--- Document section ---
Jean Boussier <jean.boussier@shopify.com> wrote:
> > OK, any numbers from Puma users which can be used to project
> > improvements for unicorn (and other servers)?
> 
> There are some user reports here: https://github.com/puma/puma/issues/2258
> but they are mixed in reports for two other new featurs.
> 
> Some reports are up to 20-30% savings, but I'd expect unicorn to benefit
> even more from it, given that typical puma users spawn less processes
> than with unicorn.

OK, those numbers sound very good (but I can't view
graphics/screenshots from w3m)

> > > They also include automatic reforking after a predetermined amount
> > > of requests (1k by default).
> >
> > 1k seems like a lot of requests (more on this below)
> 
> Agreed. Shared pages start being invalidated much faster than that.
> 
> > > - master: on `SIGURG`
> > >   - Forward `SIGURG` to a chosen worker.
> >
> > OK, I guess SIGURG is safe to use since nobody else relies on it (right?).
> 
> That's my understanding, an alternative could be to re-use USR2 and have a
> config flag to define wether it is a rexec or refork.

SIGURG is fine, having SIGUSR2 mean two things seems fragile and error-prone

> > Right.  PID file races and corner cases were painful to deal
> > with in the earliest days of this project, and I don't look
> > forward to having to deal with them ever again...
> >
> > It looked like the world was moving towards socket-activation
> > with dedicated process managers and away from fragile PID files;
> > so being self-daemonization dependent seems like a step back.
> 
> Agreed. We're currently running unicorn as PID 1 inside containers
> and I'm not exactly looking forward to have to minitor a PID file.
> 
> Another avenue I explored was to keep the existing master and
> refork from one of the worker like puma, but re-assign the parent
> to the orignal master using PR_SET_CHILD_SUBREAPER.
> 
> Here's my notes of how it works:
> 
> ### Requirements:
> 
> - Need `PR_SET_CHILD_SUBREAPER`, so Linux 3.4+ only (May 2012)

I'm fine with requiring Linux for this feature, existing
features need to continue working on *BSD...

> - Need `File.mkfifo`, so Ruby 2.3 (Dec 2015), but can be shimed for older
>   rubies.

I don't think it's necessary to use FIFOs at all (see below)

> ### Flow:
> 
> - master: set `PR_SET_CHILD_SUBREAPER` during boot.
> - master: create a temporary directory (`$TMP`).
> - master: spawn initial workers the old way.
> 
> - master: on `SIGCHLD` (a child died):
>   - Fake signal oldest worker (`SIGURG`).
>   - Write the new worker number in the fake signal pipe (at the same time).
> 
> - worker: on `SIGURG` (should spawn a sibling):
>   - Note: worker fake signals are processed after the current request is
>     completed.
>   - Run `before_fork` callback (MAYBE: need a special `before_refork`
>     callback?)
>   - create a pipe.
>   - daemonize (fork twice so that the new process is attributed to the
>     nearest `CHILD_SUBREAPER`, aka the original master).
---
_Given exercise 1_. Decide whether each statement below agrees with the unicorn reforking thread, answering yes or no and quoting the deciding words from the thread. (a) The subreaper approach requires Linux 3.4 or later. (b) The reply favors reusing SIGUSR2 over adding SIGURG. (c) The automatic reforking described happens after 1k requests by default.
_Given exercise 2_. Please continue the unicorn reforking thread from its final line, keeping its quoted-notes style.
--- Provided information ---
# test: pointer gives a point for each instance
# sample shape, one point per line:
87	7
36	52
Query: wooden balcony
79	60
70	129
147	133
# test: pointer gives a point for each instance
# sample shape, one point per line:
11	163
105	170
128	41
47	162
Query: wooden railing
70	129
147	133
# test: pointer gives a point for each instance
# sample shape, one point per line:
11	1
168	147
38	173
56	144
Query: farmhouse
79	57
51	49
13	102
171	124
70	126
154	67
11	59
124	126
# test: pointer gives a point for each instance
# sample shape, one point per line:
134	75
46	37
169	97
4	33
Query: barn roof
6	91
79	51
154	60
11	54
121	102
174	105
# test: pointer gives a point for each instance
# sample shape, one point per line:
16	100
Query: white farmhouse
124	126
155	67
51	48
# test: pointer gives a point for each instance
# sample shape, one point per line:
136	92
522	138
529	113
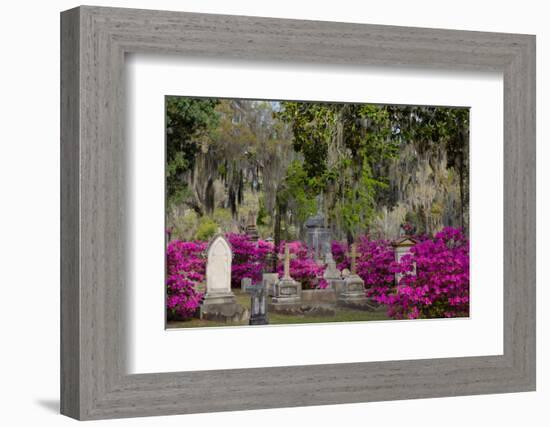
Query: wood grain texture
94	382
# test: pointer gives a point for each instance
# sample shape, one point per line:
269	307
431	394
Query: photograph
287	212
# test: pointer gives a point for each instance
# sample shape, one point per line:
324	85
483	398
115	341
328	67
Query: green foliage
207	229
341	145
188	123
184	227
299	189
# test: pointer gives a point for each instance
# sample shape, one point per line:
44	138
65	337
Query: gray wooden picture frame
94	382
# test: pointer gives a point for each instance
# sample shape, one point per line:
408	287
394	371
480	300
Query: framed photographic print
304	212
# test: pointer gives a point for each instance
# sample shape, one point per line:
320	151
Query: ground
342	315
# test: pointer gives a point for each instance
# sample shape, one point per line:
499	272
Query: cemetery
289	212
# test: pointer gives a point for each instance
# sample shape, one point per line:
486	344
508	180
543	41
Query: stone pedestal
246	282
222	307
352	294
258	305
332	275
219	302
269	280
287	296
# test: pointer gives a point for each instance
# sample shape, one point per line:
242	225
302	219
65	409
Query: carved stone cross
353	255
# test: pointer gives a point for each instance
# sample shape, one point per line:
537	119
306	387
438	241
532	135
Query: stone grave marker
219	301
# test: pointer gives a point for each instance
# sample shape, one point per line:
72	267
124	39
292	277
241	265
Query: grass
341	315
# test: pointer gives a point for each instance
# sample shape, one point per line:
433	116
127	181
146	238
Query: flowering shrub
375	266
440	287
302	268
249	257
185	268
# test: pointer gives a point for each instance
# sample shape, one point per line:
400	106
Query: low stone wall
319	296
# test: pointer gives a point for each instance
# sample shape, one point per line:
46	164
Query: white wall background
29	211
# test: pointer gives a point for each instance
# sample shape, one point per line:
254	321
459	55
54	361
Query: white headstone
218	267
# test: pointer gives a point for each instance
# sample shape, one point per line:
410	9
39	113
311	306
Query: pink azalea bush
185	269
375	263
440	287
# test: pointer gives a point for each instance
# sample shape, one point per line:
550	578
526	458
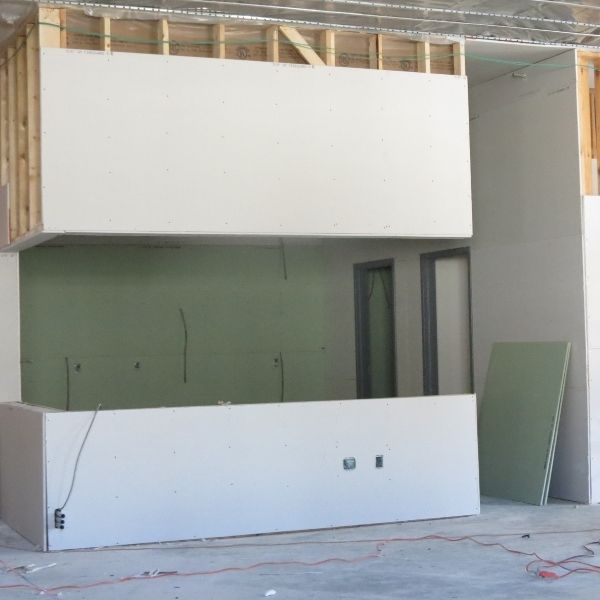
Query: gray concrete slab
345	564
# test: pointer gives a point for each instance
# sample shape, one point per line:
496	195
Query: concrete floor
396	569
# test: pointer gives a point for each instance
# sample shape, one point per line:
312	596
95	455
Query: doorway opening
447	327
375	329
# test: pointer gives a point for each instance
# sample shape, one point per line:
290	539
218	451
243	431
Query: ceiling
574	22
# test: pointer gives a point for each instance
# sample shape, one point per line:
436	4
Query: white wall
137	143
591	223
182	473
22	471
10	344
527	264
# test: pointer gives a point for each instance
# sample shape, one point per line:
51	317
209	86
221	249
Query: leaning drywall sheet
183	473
591	228
22	476
519	419
138	143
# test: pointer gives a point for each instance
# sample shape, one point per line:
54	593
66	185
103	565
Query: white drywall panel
169	474
526	254
156	144
22	471
591	228
453	317
10	345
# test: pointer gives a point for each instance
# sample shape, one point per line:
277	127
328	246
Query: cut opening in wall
375	330
447	330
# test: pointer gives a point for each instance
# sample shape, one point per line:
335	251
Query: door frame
429	316
363	383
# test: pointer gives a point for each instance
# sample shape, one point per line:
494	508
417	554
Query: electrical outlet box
349	463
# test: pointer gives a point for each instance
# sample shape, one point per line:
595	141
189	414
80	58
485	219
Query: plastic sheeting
536	21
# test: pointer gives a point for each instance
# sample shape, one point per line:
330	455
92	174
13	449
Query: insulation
537	21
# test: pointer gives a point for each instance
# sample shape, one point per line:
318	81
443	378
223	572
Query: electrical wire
570	565
75	469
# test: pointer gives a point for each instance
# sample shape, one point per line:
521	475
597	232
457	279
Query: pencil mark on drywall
185	344
282	373
68	384
283	258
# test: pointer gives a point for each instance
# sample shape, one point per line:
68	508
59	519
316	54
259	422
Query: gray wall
527	265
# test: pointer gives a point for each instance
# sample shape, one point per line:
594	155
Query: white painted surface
192	145
22	477
453	325
591	225
169	474
10	337
526	255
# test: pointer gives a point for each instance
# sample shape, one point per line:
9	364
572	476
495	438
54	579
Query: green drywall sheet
107	308
519	419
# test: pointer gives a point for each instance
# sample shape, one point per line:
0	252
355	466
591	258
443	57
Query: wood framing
105	41
273	44
219	41
586	150
424	57
164	36
458	53
302	46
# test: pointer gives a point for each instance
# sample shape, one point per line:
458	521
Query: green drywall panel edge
114	312
520	408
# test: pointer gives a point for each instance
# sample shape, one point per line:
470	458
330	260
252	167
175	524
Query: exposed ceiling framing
574	22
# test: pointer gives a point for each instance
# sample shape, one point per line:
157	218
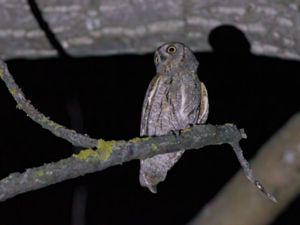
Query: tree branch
109	153
55	128
277	164
112	27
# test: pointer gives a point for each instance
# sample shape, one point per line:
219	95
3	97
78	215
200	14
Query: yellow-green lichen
12	91
1	73
86	153
40	173
153	147
138	139
186	130
54	125
104	149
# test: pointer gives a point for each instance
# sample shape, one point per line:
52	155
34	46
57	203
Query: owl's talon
153	189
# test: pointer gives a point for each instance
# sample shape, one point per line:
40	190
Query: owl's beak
159	58
156	58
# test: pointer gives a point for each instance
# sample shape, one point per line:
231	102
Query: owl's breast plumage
171	103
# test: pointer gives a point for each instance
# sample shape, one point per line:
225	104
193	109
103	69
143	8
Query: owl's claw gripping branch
108	153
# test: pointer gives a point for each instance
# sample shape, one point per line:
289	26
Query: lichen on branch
101	154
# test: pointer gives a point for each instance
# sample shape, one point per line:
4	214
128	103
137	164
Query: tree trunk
139	26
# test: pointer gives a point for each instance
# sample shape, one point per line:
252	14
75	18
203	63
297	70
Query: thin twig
109	153
248	171
72	136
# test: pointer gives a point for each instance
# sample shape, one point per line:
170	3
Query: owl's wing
152	89
203	114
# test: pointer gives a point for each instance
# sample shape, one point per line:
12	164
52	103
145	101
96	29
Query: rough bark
139	26
277	164
110	153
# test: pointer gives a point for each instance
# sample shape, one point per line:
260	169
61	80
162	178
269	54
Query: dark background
257	93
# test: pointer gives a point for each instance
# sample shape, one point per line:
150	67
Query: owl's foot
153	189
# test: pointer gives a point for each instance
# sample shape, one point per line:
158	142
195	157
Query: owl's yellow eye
171	49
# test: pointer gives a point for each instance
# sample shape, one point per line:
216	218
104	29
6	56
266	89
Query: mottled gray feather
175	99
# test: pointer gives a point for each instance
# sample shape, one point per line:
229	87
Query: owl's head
174	56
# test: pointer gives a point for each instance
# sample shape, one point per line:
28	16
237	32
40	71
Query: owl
175	99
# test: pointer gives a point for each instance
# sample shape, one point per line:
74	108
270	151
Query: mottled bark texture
139	26
113	153
277	164
106	150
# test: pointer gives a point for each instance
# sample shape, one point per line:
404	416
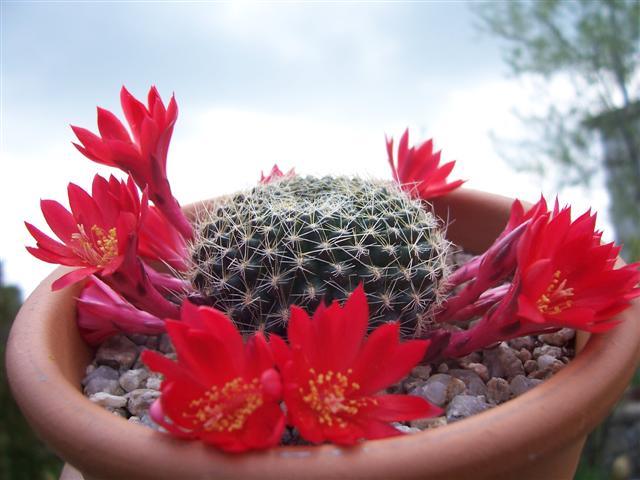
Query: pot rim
44	373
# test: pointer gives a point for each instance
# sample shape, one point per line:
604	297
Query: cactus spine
304	240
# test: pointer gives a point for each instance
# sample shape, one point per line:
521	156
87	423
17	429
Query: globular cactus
304	240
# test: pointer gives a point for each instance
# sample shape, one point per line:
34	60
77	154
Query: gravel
118	381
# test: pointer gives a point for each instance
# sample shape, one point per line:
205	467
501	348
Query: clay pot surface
537	435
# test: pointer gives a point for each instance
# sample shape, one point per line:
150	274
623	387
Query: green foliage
303	240
22	455
593	46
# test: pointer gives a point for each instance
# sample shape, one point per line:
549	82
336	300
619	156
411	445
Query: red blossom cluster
113	235
228	393
545	271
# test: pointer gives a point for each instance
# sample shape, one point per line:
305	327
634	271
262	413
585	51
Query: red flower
331	374
144	157
159	240
418	169
220	390
103	313
95	234
275	174
565	278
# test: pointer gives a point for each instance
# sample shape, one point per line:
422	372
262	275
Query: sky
312	85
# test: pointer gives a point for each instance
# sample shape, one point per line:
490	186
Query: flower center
226	409
97	247
557	296
328	396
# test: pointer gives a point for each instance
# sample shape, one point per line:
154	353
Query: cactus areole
306	240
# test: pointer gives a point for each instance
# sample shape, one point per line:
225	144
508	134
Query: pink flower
221	390
418	169
160	241
332	375
275	174
103	313
565	278
95	234
144	157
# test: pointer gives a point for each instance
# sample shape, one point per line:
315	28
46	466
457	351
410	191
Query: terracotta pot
537	435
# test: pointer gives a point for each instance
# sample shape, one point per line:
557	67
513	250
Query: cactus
304	240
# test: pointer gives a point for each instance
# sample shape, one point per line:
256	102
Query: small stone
524	355
404	428
133	379
520	384
498	390
555	352
464	406
146	420
472	381
140	400
164	344
421	371
522	342
117	352
119	412
503	362
138	339
152	343
556	366
440	389
102	379
473	357
427	423
559	338
107	400
479	369
154	382
530	366
545	361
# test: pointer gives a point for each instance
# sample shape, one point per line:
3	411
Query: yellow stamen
97	248
327	394
226	409
557	297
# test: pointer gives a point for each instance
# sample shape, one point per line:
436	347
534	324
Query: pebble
503	362
530	366
559	338
117	352
464	406
421	371
102	379
472	381
426	423
139	400
405	428
107	400
440	389
154	382
521	384
555	352
461	387
545	361
522	342
479	369
524	355
133	379
498	390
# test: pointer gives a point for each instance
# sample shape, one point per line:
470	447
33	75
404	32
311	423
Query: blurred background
---
_Exercise answer 1_.
(a) Yes: "Need `PR_SET_CHILD_SUBREAPER`, so Linux 3.4+ only (May 2012)"
(b) No: "SIGURG is fine, having SIGUSR2 mean two things seems fragile and error-prone"
(c) Yes: "of requests (1k by default)"

_Exercise answer 2_.
>   - wait for the first child to exit.
>   - write into the pipe to signal the parent is dead.
>   - Run `after_fork` callback (MAYBE: need a special `after_refork` callback?)

*_fork callbacks already work for your current patch, though, right?;
so hopefully *_refork won't be needed...

> - new sibling after fork:
>   - wait for the parent to exit (though the temporary pipe).
>   - create a named pipe (`File.mkfifo`) at `$TMP/$WORKER_NUM.pipe`.
>   - create a pidfile at `$TMP/WORKER_NUM.pid`.
>   - Open the named pipe in `IO::RDONLY | IO::NONBLOCK` (otherwise it would
>     block until the master open in write mode).
>     - NB: Need to convert it to a `Kgio::Pipe` with
>       `Kgio::Pipe.for_fd(f.to_i)`, and keep `f` need `autoclose = false`.

sidenote: no need for kgio, I've been meaning to get rid of it
(Ruby 2.3+ has everything we'd need, I think...)

>   - Create the `Unicorn::Worker` instance with that pipe and worker number.
>   - Send `SIGURG` to the parent process (should be the master).
>   - Wait for `SIGCONT` in the named pipe.
>   - enter the worker loop.
> 
> - master: on `SIGURG`:
>   - for each outstanding refork order:
>     - Look for `$TMP/$WORKER_NUM.pid` and `$TMP/$WORKER_NUM.pipe`
>     - Read the pidfile
>     - Open the pipe with `IO::RDONLY | IO::NONBLOCK`
>       - NB: Need to convert it to a `Kgio::Pipe` with
>         `Kgio::Pipe.for_fd(f.to_i)`, and keep `f` need `autoclose = false`.
>     - Delete pidfile and named pipe.
>     - Register that new worker normally.
>     - Write `SIGCONT` into the pipe.
> 
> I can share the patch if you are interested, but the extra complexity
> and Linux only features made me prefer the master-promotion approach.

I would prefer this Linux-only approach if it gets rid of PID
files and doesn't introduce new temporary files/FIFOs.

It seems socketpair(..., SOCK_SEQPACKET) can be used for
packetized bidirectional IPC, perhaps with send_io + recv_io iff
necessary.  There shouldn't be any need for new, fragile FS
interactions.


Another idea, have you considered letting master work on some requests?
Signal handling would be delayed, and EINTR handling bugs in
gems could be exposed, but it'd be completely portable...

> > > However it work well enough for demonstration.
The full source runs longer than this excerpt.